- **Exercise goal**
Copy every row below verbatim, character for character.

───── Given records

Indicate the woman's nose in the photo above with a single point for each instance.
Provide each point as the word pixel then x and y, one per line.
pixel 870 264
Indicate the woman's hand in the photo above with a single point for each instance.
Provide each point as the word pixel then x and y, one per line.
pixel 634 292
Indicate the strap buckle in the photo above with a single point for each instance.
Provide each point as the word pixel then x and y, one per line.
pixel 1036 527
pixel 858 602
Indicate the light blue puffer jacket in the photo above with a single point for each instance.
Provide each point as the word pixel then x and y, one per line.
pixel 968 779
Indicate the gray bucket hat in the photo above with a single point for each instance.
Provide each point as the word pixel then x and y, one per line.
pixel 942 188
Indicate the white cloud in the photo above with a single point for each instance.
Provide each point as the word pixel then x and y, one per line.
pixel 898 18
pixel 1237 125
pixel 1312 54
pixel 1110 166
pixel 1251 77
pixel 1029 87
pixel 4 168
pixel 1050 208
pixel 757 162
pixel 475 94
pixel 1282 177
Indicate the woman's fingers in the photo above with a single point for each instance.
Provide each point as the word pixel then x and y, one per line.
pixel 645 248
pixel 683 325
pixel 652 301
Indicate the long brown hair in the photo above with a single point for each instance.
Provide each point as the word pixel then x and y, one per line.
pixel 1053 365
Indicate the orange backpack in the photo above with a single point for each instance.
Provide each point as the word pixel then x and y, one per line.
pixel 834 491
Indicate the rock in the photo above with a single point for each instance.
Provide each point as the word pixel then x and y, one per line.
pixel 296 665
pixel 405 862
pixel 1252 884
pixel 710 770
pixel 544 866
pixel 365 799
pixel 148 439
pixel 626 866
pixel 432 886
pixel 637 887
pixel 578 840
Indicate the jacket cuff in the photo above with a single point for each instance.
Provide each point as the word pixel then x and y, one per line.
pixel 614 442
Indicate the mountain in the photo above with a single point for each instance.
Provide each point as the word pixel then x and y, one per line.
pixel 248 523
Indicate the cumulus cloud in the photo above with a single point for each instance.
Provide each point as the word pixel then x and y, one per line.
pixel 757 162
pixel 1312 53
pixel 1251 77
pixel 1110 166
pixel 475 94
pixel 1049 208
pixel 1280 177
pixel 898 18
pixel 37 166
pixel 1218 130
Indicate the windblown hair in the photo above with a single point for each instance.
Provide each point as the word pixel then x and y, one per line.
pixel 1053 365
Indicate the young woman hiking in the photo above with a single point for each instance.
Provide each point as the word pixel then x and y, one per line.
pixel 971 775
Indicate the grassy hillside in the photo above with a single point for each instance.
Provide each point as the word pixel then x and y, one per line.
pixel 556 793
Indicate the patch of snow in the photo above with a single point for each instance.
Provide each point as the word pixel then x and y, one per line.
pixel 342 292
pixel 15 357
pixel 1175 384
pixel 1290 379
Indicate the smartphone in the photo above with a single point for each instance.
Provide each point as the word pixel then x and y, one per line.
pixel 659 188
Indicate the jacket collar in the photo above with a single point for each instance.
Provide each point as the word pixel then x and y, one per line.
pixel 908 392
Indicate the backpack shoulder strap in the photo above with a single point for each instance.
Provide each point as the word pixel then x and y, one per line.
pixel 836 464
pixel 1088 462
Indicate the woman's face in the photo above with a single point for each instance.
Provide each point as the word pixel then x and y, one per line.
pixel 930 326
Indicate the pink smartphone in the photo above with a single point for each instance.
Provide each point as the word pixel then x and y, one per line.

──────────

- **Correct response**
Indicate the woman's nose in the photo above with a single point for each instance.
Provide each point as the word pixel then x and y, one per line.
pixel 870 264
Indicate the woman's hand in the photo above with a single point for each instance.
Provide each point as the word pixel then x and y, one per line.
pixel 634 292
Indicate the strap buckle in the photo above with a single point for each instance.
Provide each point as the word pixel then x and y, one per line.
pixel 1036 527
pixel 858 602
Indicate the light blue puffer jacket in the photo above with a single point for each instance.
Provide each point as the word pixel then x and y, one per line.
pixel 968 779
Indicate the gray bucket hat in the photo above with a single point for each instance.
Provide each point as the word pixel then x and y, one per line.
pixel 942 188
Indicate the white cloud in the photo above with a single point for each instance.
Provide each point as the word pixel then x and y, one per line.
pixel 898 18
pixel 1237 125
pixel 1312 54
pixel 1110 166
pixel 1251 77
pixel 1029 87
pixel 4 168
pixel 1050 208
pixel 757 162
pixel 475 94
pixel 1282 177
Indicate the woman's fingers in the photo above with a single point for each instance.
Provide each point as the word pixel then x and y, one per line.
pixel 645 248
pixel 683 325
pixel 652 301
Indicate the long brown hair in the photo above with a single point for each instance.
Provide each point as the word pixel then x and y, one per line.
pixel 1053 365
Indicate the orange backpack in the photo above with a single point for each instance.
Provide each point as the word pixel then x and y, one per line.
pixel 834 491
Indicate the rock in the photo above with a single point for each instance.
Provide each point as the word pixel then x and y, one per line.
pixel 296 665
pixel 405 862
pixel 1252 884
pixel 710 770
pixel 544 866
pixel 365 799
pixel 148 439
pixel 626 866
pixel 432 886
pixel 637 887
pixel 578 840
Indicate the jacket cuff in the photo above with a single point for each instance.
Provide each point as the word pixel then x and y, one per line.
pixel 614 442
Indicate the mountain in the photo above with a single point for each instance.
Provide each point as the word pixel then x and y, one per line.
pixel 248 523
Indicate the cumulus cloud in the photo above with a single point for each instance.
Provide each point as the word pixel then x and y, one per line.
pixel 757 162
pixel 1312 53
pixel 1251 77
pixel 1110 166
pixel 475 94
pixel 1049 208
pixel 1280 177
pixel 898 18
pixel 37 166
pixel 1218 130
Indicate the windblown hair in the photo above with a single point for each instance.
Provide each point as the word pixel then x and y, one per line.
pixel 1053 365
Indicate the young woman hiking in the photo above with a single point for each instance.
Provide each point as the word pixel then x and y, one per line.
pixel 971 775
Indicate the grassy hillside in the photo above with a single point for each instance.
Provide each point as the word pixel then x and y, one per line.
pixel 556 793
Indicate the patch of snow in the photo above with a single point for each instance.
Provide each point as the word pixel then x and y, one per line.
pixel 342 292
pixel 15 357
pixel 1175 384
pixel 1290 379
Indicate the smartphone in the photo above with a single point for each instance.
Provide each point as the word pixel then x and y, one per line.
pixel 659 188
Indicate the jacket collar in the photo above with a single point for each instance.
Provide each point as the word pixel then x and y, one per line.
pixel 908 392
Indicate the backpack shoulder strap in the photo above with a single point for each instance.
Provide each point as the word pixel then x and y, one per line.
pixel 836 464
pixel 1088 462
Indicate the woman's face in the photo above with a single point for each instance.
Provide each point as the word pixel then x and y, one per line.
pixel 930 326
Indicate the pink smartphone in the photo above with a single point for each instance.
Provide each point as the word pixel then x and y, one per line.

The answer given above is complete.